**ENTRIES SUPPLIED**
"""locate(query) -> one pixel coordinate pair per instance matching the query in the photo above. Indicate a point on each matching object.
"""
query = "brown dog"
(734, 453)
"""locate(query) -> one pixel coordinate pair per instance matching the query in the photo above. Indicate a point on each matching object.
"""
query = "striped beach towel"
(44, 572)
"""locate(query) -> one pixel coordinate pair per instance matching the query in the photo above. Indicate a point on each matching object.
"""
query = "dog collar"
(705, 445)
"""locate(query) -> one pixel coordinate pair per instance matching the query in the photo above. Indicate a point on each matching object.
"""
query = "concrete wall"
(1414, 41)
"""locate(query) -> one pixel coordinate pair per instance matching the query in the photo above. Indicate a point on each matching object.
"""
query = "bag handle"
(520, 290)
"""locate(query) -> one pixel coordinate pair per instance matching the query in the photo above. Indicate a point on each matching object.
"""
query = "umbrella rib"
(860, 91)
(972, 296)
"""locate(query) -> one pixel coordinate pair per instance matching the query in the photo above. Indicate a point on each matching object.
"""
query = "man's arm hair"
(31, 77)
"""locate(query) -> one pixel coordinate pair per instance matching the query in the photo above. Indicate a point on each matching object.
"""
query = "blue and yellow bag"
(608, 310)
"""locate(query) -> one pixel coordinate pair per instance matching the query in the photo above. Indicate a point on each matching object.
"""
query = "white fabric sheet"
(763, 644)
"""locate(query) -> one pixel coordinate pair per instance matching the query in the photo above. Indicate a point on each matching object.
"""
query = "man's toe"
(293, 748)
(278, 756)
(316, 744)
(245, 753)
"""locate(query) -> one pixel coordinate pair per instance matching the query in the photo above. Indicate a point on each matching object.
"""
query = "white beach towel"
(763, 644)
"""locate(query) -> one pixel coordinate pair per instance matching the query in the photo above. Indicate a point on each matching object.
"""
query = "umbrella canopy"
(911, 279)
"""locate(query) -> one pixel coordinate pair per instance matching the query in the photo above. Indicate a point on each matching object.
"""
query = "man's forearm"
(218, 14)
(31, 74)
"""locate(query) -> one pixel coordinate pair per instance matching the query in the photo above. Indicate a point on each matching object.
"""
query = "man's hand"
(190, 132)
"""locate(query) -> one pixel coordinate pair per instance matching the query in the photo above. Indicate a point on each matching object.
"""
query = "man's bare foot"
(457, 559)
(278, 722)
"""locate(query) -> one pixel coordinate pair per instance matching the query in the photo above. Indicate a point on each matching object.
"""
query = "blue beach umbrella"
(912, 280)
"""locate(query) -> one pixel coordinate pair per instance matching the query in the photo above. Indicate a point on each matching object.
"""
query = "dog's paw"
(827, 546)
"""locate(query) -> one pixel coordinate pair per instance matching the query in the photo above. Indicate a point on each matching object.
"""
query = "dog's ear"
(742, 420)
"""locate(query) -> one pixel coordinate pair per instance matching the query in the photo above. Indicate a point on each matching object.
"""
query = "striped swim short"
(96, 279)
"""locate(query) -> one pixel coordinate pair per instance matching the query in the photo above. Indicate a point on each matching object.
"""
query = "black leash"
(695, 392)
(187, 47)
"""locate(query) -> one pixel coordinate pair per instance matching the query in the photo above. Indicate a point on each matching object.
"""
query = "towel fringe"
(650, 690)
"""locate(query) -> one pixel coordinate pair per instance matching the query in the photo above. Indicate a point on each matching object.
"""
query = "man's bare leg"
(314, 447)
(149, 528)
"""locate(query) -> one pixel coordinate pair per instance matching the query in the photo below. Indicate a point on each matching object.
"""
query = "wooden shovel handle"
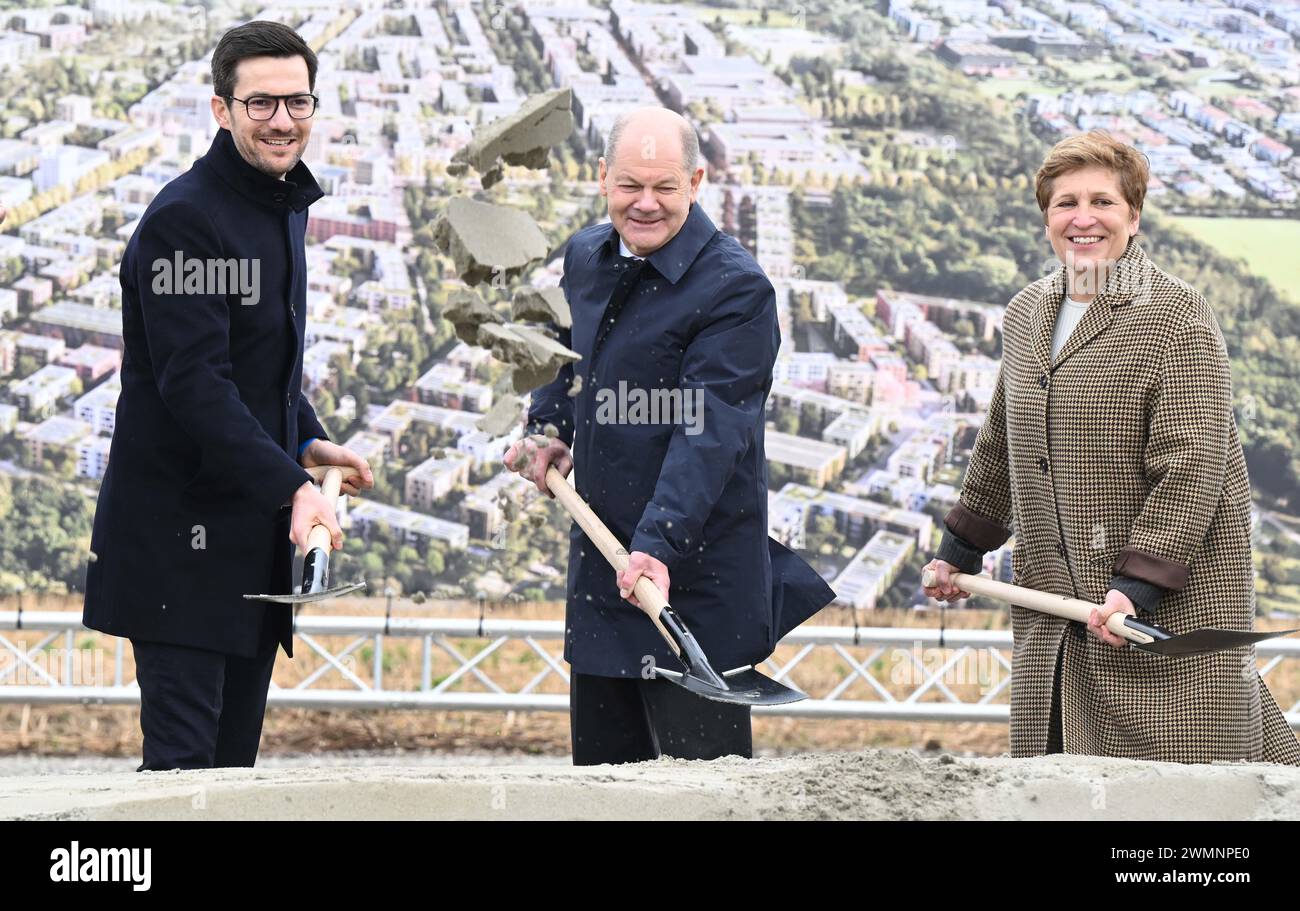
(651, 601)
(330, 478)
(1058, 606)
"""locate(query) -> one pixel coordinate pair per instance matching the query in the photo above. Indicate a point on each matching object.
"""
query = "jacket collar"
(297, 191)
(672, 259)
(1127, 280)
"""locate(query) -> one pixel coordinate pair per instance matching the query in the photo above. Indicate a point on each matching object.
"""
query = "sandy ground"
(871, 784)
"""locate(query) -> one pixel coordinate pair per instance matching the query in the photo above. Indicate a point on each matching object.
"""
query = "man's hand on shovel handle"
(642, 564)
(1116, 601)
(324, 452)
(532, 460)
(311, 508)
(944, 589)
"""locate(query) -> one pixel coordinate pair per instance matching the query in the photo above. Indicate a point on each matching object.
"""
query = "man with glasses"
(206, 491)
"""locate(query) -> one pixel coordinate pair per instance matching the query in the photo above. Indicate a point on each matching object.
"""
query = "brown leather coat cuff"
(982, 533)
(1151, 568)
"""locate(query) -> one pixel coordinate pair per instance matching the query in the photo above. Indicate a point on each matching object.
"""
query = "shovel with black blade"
(1144, 636)
(742, 686)
(316, 562)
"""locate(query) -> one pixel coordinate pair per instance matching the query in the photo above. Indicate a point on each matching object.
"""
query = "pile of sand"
(872, 784)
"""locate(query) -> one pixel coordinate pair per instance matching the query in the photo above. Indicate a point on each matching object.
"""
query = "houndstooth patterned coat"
(1122, 458)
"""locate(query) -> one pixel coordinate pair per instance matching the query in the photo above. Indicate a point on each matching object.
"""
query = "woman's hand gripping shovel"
(1144, 636)
(315, 585)
(744, 686)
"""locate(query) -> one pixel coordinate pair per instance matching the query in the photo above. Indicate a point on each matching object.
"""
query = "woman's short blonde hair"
(1095, 148)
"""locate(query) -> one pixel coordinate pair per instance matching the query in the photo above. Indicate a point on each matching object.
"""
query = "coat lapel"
(1122, 286)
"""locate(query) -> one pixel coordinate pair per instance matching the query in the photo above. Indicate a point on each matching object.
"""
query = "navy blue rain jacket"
(697, 316)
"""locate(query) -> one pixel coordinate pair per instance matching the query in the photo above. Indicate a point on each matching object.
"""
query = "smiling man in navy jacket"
(666, 306)
(206, 493)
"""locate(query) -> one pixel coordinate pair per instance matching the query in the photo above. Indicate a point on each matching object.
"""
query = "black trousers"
(202, 708)
(631, 720)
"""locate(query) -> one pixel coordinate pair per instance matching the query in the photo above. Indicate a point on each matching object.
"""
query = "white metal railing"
(930, 669)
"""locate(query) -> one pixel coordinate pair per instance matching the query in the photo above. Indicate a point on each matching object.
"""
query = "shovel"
(742, 686)
(316, 563)
(1144, 636)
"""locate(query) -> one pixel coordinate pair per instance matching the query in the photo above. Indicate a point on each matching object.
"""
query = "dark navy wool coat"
(194, 507)
(700, 316)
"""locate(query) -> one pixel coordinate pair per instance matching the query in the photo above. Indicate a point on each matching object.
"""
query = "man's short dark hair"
(259, 38)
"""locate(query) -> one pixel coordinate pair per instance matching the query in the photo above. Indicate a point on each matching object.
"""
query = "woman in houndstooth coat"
(1112, 447)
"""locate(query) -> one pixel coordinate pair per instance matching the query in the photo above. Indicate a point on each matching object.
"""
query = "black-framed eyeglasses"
(264, 107)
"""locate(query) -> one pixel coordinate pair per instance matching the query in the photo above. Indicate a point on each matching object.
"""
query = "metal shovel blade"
(310, 595)
(1207, 642)
(742, 686)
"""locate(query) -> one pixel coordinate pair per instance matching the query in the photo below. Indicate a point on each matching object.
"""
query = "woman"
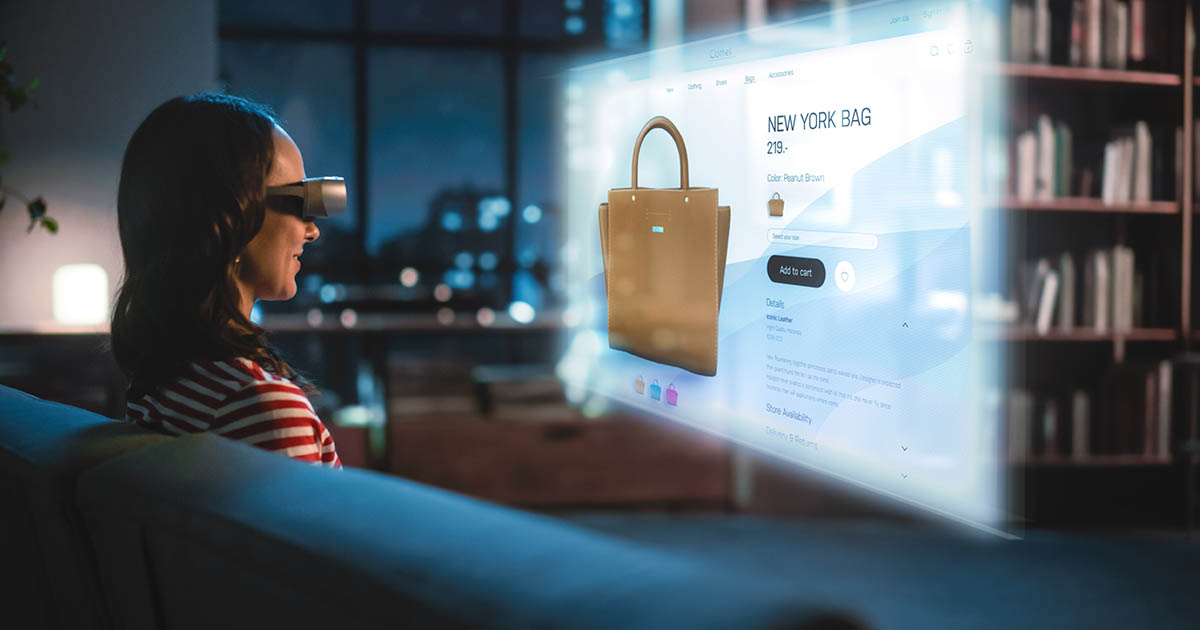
(203, 239)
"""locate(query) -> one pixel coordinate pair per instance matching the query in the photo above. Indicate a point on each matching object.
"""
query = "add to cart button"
(796, 270)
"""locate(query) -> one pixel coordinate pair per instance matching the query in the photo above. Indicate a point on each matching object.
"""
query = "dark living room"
(357, 313)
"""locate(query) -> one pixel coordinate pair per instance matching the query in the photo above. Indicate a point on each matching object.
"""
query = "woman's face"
(270, 263)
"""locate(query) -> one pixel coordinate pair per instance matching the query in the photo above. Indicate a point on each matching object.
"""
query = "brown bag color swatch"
(775, 205)
(664, 256)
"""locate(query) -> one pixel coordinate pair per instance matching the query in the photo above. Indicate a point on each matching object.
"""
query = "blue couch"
(115, 527)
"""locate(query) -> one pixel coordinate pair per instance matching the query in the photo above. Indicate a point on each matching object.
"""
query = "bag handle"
(661, 123)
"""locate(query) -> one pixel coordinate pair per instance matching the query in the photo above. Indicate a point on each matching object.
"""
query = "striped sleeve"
(276, 415)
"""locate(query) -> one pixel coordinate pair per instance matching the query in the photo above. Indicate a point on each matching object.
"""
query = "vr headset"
(322, 196)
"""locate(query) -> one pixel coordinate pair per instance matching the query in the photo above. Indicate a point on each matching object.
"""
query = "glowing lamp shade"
(81, 294)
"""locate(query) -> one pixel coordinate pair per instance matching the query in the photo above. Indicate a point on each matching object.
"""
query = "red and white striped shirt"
(241, 401)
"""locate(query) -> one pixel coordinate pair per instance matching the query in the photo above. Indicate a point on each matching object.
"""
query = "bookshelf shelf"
(1087, 75)
(1083, 335)
(1090, 204)
(1096, 461)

**GIVEN REQUEST**
Pick out every line of the material above that contains the word "striped", and copy each one in full.

**THE RESULT**
query = "striped beach towel"
query = "striped swim short"
query = "striped sleeve"
query = "red and white striped shirt"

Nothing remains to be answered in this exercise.